━━━ Records ━━━
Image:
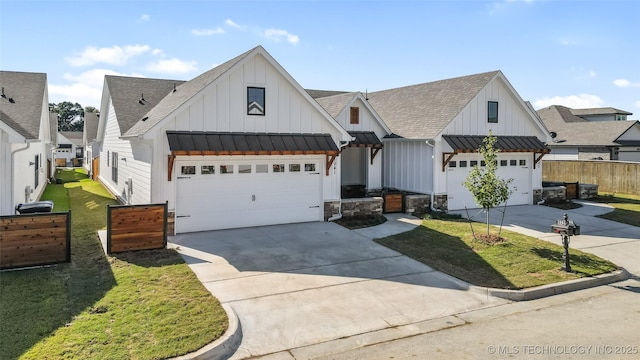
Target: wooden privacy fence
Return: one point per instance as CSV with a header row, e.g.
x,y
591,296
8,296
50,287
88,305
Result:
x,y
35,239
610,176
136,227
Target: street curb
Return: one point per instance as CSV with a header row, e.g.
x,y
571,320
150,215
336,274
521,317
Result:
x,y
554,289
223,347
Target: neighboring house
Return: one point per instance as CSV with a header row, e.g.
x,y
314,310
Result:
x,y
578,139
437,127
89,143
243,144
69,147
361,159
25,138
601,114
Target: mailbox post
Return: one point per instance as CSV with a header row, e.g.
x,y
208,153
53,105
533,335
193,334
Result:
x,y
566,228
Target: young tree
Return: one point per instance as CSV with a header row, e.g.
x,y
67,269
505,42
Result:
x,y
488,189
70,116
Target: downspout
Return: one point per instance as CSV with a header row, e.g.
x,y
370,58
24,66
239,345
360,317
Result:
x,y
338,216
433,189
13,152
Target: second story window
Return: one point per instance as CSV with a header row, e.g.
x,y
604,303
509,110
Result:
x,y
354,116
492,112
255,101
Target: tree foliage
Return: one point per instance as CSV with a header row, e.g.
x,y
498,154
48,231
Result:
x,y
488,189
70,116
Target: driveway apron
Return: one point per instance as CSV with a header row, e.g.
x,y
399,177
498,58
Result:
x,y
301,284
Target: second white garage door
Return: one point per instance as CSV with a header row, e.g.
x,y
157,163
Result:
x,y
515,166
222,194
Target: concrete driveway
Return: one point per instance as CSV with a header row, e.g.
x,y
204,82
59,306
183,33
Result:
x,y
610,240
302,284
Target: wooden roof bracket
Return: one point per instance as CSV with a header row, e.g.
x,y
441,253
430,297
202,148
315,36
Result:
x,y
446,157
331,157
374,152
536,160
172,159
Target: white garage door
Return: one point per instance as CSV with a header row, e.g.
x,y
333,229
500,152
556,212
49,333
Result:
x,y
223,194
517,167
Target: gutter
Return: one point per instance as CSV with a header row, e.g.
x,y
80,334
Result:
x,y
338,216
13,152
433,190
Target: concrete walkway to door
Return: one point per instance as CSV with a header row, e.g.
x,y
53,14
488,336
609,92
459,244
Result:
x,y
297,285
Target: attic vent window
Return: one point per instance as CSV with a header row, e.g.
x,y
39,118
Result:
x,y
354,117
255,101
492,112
━━━
━━━ Records ━━━
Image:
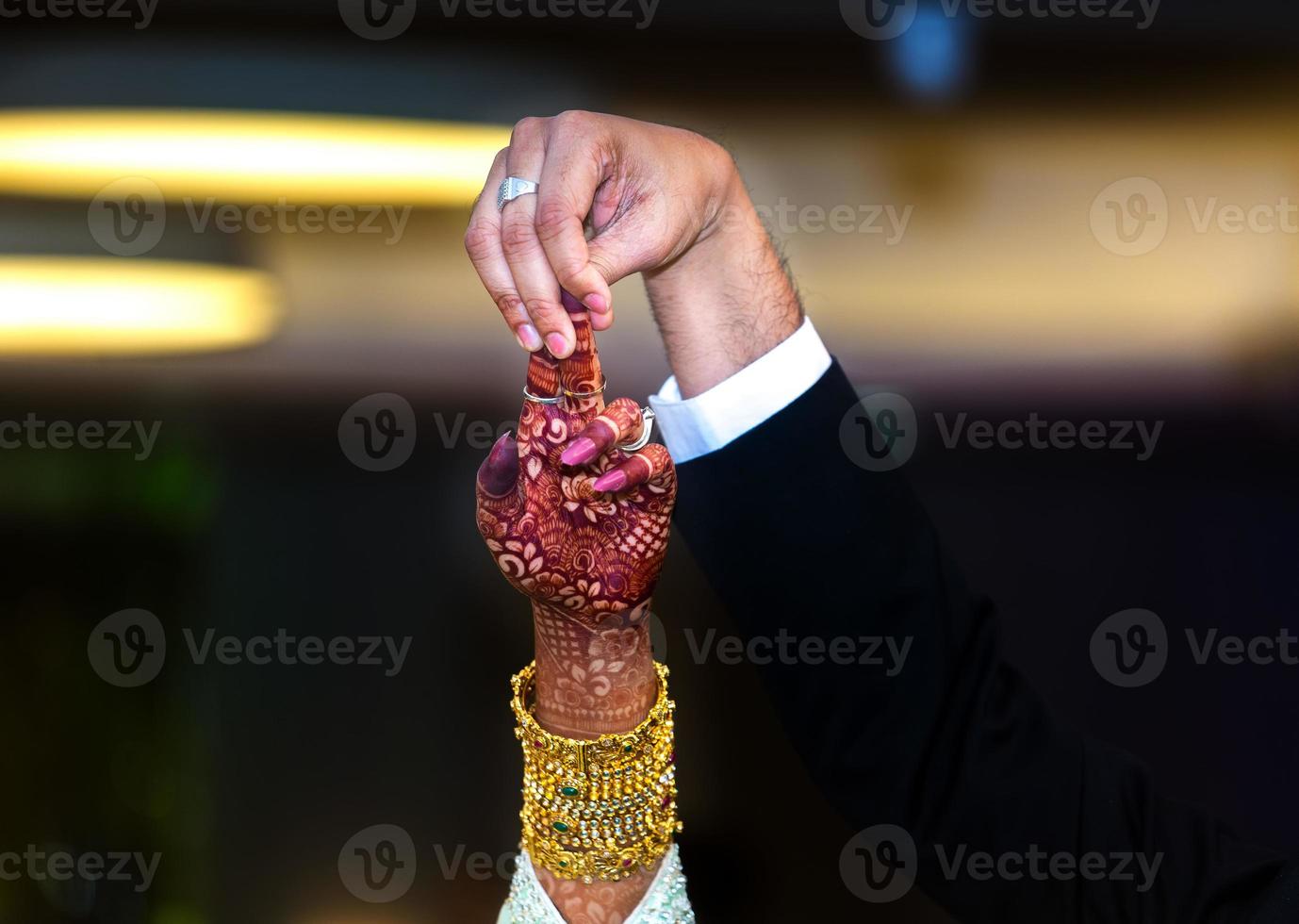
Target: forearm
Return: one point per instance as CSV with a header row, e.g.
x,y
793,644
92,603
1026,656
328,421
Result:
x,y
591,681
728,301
━━━
■ **Task objective**
Identify the lines above that contain the word "garage", then copy them.

■ **Response to this task**
Target: second white garage door
Target: white garage door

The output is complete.